EXERCISE DETAILS: Pictures do not belong in the copy; quote every entry below exactly.
=====
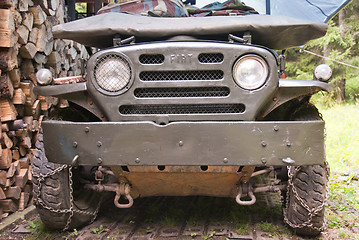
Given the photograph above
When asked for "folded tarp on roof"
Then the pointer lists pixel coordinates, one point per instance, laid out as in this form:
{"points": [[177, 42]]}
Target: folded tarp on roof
{"points": [[277, 32]]}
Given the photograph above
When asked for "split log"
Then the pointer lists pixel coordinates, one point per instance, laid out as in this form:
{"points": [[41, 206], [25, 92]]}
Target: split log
{"points": [[2, 194], [7, 110], [6, 19], [8, 38], [39, 15], [33, 35], [21, 179], [28, 20], [6, 87], [8, 205], [3, 177], [13, 192], [27, 71], [19, 97], [23, 33], [17, 18], [24, 162], [28, 51], [6, 3], [16, 155], [15, 77], [5, 159], [6, 141], [8, 59]]}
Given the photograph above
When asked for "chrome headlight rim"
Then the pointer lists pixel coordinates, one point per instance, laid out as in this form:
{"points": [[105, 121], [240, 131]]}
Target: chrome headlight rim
{"points": [[265, 75], [125, 59]]}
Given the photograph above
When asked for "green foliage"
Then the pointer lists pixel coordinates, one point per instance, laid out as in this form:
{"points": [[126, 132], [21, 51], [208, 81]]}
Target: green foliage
{"points": [[340, 44]]}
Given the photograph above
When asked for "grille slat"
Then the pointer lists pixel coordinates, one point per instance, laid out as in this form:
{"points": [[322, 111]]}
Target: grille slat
{"points": [[210, 57], [182, 92], [181, 75], [181, 109], [152, 59]]}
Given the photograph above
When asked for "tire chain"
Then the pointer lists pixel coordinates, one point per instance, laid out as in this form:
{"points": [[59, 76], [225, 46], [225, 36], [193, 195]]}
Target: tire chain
{"points": [[71, 210], [312, 212]]}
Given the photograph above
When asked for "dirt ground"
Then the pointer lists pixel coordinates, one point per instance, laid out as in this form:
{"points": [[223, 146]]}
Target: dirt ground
{"points": [[179, 218]]}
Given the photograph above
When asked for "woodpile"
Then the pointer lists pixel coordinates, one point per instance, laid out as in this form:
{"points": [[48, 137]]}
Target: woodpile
{"points": [[27, 45]]}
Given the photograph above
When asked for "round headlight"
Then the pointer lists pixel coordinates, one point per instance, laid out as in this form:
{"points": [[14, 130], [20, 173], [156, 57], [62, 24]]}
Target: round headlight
{"points": [[44, 76], [112, 73], [250, 72], [323, 73]]}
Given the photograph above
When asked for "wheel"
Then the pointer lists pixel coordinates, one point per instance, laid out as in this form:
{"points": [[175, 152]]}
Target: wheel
{"points": [[305, 200], [59, 198], [307, 189]]}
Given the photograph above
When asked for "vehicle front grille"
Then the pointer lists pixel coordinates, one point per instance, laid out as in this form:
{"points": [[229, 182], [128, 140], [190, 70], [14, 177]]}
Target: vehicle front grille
{"points": [[151, 58], [181, 109], [184, 92], [210, 57], [181, 75]]}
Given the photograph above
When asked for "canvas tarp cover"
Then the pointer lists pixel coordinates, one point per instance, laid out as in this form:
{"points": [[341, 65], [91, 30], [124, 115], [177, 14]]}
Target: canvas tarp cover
{"points": [[277, 32]]}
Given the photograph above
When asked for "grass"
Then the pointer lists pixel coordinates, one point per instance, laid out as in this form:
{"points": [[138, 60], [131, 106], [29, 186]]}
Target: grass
{"points": [[342, 141]]}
=====
TASK RESPONSE:
Given the photograph above
When asked for "folded tarp on roof"
Then the pointer lists pixel coordinates, one point per instance, laid out as in this form:
{"points": [[177, 42]]}
Target: folded tarp on roof
{"points": [[277, 32]]}
Given the photograph above
When asked for "split log"
Then the pointer lists pixel coordinates, one point per instance, laid out as in this form:
{"points": [[41, 206], [25, 92]]}
Target: split log
{"points": [[2, 194], [7, 110], [6, 19], [8, 38], [39, 15], [33, 35], [21, 179], [28, 20], [6, 87], [8, 205], [3, 177], [13, 192], [27, 71], [19, 97], [23, 33], [17, 18], [24, 162], [28, 51], [6, 3], [16, 155], [15, 77], [5, 159], [6, 141], [8, 59]]}
Given the photograph above
When asked for "chrome headlight rim"
Then the pointer lists pixel coordinates, one point per instance, laid out as in this form:
{"points": [[105, 121], [240, 131]]}
Target: chrome headlight rim
{"points": [[265, 75], [125, 59]]}
Given the photograph above
When asked for "green foliage"
Then the pointer lists pixel coordinates, one point per instance, laid out as in this form:
{"points": [[126, 132], [21, 51], [208, 81]]}
Target: green foliage
{"points": [[340, 44]]}
Given the photograph above
When asked for "grille slat"
Then the pointer lists pixel coordinates, one point per instance, laid out as in this form:
{"points": [[322, 111]]}
Target: grille slat
{"points": [[210, 57], [182, 92], [181, 75], [181, 109], [152, 59]]}
Given the photograph above
When asked for "tire chain"
Then the pointer lists pixel coordinates, one point per instance, laid out as in this form:
{"points": [[59, 76], [225, 46], [225, 36], [193, 195]]}
Target: tire chain
{"points": [[71, 210], [312, 212]]}
Given the photograph above
When asked for "dirt ground"
Then the pointer lists pixel coordinates, one point per instance, laid out as in this form:
{"points": [[223, 146]]}
Target: dirt ground
{"points": [[179, 218]]}
Given the photograph above
When asked for "woodpile"
Then the pointer lists pixel coordinates, one point per instance, laid out as in this form:
{"points": [[48, 137]]}
Target: woodpile
{"points": [[27, 45]]}
Given the photograph above
When asked for "round headlight"
Then the pointer lists pixel coordinates, one point per instance, laid out as in this form:
{"points": [[14, 130], [20, 173], [156, 57], [62, 24]]}
Target: round headlight
{"points": [[44, 76], [112, 73], [250, 72], [323, 73]]}
Given the photograph above
When asked for "wheel"
Then the pointer lists pixel coordinates, one point per instance, laid out as in this form:
{"points": [[175, 152]]}
Target: wheel
{"points": [[305, 200], [59, 198], [307, 189]]}
Given the photograph above
When asked for "vehicle front grille"
Then the pointer lists pixel coordinates, one point per instance, laid out as in this form:
{"points": [[229, 182], [128, 140], [190, 70], [14, 177]]}
Target: vehicle front grille
{"points": [[151, 58], [181, 109], [184, 92], [210, 57], [181, 75]]}
Given the photograph above
When asked for "canvas tarp cover"
Then the pointer lists pixel coordinates, one point per instance, laid out as in this form:
{"points": [[341, 65], [91, 30], [124, 115], [177, 14]]}
Target: canvas tarp cover
{"points": [[277, 32]]}
Given the photograph above
When asked for "grass"
Then the pointer lists pixel coordinates, one point per instance, laid out as in this form:
{"points": [[138, 60], [131, 106], [29, 186]]}
Target: grass
{"points": [[342, 141]]}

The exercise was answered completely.